### What you need to do
Copy everything from the line containing "--target=player's beard --vertices=whole-pixels" down to the last line, putting "nonzero" in place of "even-odd" and leaving the rest untouched.

[Records from a collection]
= = = = =

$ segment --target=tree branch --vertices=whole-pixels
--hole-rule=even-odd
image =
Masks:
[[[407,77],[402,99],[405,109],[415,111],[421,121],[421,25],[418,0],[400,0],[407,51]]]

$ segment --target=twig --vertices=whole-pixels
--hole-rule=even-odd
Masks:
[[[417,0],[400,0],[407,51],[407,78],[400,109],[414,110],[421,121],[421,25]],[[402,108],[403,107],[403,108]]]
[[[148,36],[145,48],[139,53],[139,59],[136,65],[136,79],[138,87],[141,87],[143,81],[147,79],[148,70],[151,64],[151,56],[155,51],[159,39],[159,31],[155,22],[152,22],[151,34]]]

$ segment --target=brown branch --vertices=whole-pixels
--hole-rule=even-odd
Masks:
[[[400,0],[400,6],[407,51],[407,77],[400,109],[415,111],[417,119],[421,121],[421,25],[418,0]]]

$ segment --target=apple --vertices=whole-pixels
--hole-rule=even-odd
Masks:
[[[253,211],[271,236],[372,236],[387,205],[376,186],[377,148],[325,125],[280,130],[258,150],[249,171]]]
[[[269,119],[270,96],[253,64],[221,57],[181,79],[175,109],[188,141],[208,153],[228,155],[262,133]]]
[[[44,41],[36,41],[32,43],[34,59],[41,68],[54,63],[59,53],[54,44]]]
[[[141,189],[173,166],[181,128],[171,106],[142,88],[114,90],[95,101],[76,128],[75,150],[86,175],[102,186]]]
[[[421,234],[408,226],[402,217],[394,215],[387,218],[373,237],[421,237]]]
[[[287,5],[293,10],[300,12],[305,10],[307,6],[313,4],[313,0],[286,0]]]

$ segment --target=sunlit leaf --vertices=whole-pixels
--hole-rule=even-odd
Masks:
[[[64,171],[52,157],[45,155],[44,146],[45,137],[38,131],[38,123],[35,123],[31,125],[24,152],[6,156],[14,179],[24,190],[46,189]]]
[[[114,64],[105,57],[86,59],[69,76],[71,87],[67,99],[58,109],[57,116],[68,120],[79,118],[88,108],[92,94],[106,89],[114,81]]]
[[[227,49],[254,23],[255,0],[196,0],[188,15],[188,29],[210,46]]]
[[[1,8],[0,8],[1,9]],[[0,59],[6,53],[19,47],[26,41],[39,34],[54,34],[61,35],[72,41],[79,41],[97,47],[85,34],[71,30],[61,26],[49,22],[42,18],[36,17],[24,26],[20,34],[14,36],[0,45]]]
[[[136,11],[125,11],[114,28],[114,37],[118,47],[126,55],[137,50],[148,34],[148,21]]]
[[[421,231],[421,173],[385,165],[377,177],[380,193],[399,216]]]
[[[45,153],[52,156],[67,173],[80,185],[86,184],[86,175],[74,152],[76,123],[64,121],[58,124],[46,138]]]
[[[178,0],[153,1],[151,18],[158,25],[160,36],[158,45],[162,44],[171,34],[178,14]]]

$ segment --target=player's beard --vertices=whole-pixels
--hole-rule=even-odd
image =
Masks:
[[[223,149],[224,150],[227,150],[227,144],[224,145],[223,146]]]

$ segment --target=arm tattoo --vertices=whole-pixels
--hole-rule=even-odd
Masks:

= = = = =

### Solved exercise
$ segment --target=player's beard --vertices=whole-pixels
--hole-rule=nonzero
image =
Masks:
[[[223,149],[224,150],[227,150],[227,144],[224,145],[223,146]]]

$ segment --target=arm tattoo --vertices=whole-pixels
--hole-rule=nonzero
Masks:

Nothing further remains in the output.